Task:
Write out the listing below from the line containing "Locate each instance of the girl with" to its last line, unaltered, ends included.
┌──
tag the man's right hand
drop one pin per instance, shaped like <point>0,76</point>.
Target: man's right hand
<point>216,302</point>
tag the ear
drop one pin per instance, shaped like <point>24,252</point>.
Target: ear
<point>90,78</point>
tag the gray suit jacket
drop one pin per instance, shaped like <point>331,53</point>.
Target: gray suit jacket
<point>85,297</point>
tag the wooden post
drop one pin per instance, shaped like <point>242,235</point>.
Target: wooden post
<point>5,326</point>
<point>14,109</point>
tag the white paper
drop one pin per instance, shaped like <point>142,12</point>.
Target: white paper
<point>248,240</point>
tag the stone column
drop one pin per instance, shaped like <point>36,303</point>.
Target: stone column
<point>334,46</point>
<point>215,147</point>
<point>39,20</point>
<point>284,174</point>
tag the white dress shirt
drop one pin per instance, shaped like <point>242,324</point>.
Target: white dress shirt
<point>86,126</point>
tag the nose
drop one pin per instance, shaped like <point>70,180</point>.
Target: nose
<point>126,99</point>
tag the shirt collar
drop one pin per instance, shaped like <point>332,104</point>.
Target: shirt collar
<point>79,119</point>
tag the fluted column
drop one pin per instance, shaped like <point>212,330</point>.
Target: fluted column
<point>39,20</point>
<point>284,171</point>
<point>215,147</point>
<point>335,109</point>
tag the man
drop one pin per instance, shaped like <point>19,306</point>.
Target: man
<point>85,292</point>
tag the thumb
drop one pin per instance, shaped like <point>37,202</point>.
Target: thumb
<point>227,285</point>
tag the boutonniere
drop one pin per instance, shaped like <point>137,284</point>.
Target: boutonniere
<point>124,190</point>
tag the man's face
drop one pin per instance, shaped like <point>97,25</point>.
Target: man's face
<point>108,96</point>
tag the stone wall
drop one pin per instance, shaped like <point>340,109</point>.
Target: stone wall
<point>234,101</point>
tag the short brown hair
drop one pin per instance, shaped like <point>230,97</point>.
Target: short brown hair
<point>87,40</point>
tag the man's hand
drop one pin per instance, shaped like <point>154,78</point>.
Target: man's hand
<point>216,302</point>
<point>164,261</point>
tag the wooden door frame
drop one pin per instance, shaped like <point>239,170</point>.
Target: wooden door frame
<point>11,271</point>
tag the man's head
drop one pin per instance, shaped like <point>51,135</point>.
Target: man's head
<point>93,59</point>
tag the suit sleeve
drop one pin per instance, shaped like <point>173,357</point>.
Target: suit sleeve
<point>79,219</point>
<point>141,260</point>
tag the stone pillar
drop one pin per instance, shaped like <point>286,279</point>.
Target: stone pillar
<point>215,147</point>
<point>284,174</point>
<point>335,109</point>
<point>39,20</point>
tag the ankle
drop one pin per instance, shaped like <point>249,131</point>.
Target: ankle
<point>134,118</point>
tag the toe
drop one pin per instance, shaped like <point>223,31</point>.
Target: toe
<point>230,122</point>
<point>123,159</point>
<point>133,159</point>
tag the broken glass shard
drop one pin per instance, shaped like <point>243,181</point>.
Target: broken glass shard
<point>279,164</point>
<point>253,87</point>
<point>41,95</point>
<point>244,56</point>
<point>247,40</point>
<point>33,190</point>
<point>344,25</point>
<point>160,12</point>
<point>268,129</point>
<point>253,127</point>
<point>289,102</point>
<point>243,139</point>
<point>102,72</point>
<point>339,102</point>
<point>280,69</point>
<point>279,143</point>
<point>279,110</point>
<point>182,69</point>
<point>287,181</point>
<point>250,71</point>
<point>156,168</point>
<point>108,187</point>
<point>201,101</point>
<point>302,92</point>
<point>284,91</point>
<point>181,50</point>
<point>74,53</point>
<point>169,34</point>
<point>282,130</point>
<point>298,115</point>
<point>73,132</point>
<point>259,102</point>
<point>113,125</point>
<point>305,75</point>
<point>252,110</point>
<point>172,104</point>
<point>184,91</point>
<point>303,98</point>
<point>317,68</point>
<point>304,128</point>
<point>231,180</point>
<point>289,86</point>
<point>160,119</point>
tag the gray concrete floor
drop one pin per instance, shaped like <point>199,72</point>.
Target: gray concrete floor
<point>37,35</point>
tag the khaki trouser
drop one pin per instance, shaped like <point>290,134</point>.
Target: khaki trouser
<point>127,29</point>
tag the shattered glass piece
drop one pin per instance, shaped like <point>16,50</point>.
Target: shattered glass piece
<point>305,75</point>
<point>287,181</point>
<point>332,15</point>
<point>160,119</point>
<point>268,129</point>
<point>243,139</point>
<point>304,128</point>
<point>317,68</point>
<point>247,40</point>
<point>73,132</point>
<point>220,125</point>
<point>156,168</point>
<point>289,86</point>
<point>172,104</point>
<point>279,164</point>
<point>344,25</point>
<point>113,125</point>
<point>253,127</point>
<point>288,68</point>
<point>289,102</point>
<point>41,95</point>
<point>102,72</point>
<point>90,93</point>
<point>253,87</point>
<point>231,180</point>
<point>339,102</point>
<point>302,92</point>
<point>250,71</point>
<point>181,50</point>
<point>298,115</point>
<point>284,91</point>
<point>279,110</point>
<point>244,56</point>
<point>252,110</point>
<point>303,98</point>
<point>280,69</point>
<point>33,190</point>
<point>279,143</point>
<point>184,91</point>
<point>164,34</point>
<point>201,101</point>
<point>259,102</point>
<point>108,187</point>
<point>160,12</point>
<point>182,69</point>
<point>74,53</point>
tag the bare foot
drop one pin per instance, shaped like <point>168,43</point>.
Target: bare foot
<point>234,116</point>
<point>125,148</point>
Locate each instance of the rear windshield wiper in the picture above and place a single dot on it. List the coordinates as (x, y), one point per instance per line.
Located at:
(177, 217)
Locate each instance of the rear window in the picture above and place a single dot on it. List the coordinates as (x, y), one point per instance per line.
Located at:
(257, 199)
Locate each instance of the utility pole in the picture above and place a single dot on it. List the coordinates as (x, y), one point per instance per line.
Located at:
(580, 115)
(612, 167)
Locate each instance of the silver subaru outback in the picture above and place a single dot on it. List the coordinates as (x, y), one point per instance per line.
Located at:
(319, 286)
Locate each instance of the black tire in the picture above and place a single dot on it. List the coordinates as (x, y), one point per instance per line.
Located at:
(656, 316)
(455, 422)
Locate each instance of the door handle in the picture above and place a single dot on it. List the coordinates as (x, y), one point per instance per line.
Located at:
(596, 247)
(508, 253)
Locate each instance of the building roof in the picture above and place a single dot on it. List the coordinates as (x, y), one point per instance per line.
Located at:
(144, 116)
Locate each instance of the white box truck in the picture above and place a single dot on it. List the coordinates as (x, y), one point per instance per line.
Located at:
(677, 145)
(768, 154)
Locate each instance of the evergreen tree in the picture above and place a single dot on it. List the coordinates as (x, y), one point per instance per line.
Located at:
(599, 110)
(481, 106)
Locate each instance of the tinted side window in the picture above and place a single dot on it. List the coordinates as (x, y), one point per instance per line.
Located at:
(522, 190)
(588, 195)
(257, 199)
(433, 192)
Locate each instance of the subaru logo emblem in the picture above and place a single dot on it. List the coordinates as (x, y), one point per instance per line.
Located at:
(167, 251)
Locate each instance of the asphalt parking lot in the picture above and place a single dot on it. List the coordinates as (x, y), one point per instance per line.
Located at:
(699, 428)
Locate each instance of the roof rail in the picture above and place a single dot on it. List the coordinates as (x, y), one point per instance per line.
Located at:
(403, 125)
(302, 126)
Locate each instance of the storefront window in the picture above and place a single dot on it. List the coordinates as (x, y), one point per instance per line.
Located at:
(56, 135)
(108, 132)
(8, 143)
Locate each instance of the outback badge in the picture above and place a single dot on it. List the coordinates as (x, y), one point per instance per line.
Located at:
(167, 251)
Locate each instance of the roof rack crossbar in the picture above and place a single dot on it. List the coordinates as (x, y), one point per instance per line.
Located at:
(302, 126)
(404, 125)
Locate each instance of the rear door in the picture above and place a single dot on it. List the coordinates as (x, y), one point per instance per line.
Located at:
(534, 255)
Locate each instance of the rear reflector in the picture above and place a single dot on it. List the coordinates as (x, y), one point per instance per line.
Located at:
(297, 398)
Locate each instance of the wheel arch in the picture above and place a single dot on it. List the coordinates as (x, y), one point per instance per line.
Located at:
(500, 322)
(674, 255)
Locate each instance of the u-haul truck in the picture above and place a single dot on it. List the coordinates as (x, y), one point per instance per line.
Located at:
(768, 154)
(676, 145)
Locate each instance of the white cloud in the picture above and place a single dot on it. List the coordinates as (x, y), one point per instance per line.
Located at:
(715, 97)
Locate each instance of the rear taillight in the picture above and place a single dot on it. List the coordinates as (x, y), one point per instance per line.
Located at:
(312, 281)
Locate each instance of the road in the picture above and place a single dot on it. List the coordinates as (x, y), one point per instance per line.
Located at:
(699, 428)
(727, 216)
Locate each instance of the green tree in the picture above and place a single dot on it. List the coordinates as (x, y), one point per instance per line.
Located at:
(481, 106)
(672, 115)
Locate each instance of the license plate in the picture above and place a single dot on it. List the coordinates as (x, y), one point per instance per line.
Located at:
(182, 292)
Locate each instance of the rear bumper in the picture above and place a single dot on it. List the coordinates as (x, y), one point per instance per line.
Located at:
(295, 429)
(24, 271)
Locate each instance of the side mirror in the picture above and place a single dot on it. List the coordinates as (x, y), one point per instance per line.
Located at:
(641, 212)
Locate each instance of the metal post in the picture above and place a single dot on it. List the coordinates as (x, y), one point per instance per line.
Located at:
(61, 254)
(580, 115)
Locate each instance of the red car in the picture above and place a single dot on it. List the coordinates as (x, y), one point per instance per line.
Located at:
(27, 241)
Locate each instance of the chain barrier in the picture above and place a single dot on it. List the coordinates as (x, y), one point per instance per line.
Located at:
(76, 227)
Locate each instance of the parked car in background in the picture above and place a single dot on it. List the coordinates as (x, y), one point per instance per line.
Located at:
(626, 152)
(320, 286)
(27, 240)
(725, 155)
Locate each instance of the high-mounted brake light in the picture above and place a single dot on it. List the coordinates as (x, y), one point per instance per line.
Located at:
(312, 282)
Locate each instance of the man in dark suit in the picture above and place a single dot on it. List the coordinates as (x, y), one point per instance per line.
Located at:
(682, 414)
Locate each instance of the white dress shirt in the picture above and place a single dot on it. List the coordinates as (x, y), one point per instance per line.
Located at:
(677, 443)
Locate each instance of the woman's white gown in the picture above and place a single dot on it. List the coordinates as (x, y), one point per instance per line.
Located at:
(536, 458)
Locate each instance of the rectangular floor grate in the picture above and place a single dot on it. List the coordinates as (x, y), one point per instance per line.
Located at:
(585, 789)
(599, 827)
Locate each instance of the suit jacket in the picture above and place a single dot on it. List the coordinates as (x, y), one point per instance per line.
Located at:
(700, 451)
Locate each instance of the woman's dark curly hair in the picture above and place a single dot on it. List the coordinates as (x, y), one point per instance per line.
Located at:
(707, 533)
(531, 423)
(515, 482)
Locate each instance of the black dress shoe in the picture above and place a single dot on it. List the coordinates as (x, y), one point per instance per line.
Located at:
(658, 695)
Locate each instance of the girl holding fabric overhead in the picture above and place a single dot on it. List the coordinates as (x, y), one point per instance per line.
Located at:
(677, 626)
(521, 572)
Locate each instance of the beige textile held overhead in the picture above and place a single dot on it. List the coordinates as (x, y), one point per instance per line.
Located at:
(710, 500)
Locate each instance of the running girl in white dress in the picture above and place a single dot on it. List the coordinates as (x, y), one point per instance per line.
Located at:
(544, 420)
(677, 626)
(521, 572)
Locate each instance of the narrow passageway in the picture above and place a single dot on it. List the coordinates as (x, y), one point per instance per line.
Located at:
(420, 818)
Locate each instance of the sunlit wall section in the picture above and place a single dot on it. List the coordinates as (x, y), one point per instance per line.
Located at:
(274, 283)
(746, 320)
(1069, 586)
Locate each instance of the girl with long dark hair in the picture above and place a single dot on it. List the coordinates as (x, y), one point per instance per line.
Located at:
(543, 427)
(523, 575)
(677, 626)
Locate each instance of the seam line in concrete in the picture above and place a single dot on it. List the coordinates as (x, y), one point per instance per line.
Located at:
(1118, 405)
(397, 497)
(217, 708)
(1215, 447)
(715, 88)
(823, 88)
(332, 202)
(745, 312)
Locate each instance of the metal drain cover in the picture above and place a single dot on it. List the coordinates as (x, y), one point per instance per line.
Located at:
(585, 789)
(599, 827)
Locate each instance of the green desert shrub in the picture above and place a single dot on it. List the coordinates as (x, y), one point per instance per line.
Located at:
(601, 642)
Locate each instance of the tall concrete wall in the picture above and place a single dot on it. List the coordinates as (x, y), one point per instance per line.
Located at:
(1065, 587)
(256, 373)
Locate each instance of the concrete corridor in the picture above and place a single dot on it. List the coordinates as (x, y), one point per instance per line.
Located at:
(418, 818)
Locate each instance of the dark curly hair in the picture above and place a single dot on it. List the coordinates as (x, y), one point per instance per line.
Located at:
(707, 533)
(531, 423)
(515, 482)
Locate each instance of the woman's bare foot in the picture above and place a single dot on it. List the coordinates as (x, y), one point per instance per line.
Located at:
└──
Answer below:
Locate each instance of the girl with long dark hair in the picture above and place a single dot on it. List the coordinates as (x, y), one point per instance per line.
Located at:
(543, 427)
(523, 575)
(677, 626)
Locate each instance of the seam line in concrete in the picture above and place a single dot on it. List the coordinates as (x, y), one point per instance per line.
Located at:
(1118, 405)
(397, 497)
(217, 708)
(1215, 447)
(715, 88)
(823, 88)
(332, 202)
(745, 312)
Locate each instance of the metal drain cover in the picture above and place a single dot on it. List the coordinates as (x, y), one point per instance per line.
Located at:
(585, 789)
(599, 827)
Locate each instance of the green desert shrub in the picture above and place a single dot on it. List the coordinates as (x, y), one point per instance per line.
Located at:
(601, 642)
Locate each instance of the tall concrete wall in the picture above and place a single dot on it. List the coordinates as (x, y), one point per instance per line.
Located at:
(1065, 587)
(256, 373)
Locate each instance of the concrete corridor in the picture above and place a single dot on it. List the coordinates as (x, y), one point per instance per line.
Located at:
(418, 818)
Locate each instance of the dark curly hair in the picture above and place a single dot on it. List the coordinates as (x, y), one point per instance per line.
Located at:
(707, 533)
(531, 423)
(515, 482)
Locate each instance of the woman's bare foot in the picture above and place a single dot on it. List the coordinates as (x, y), one point per instance per line.
Located at:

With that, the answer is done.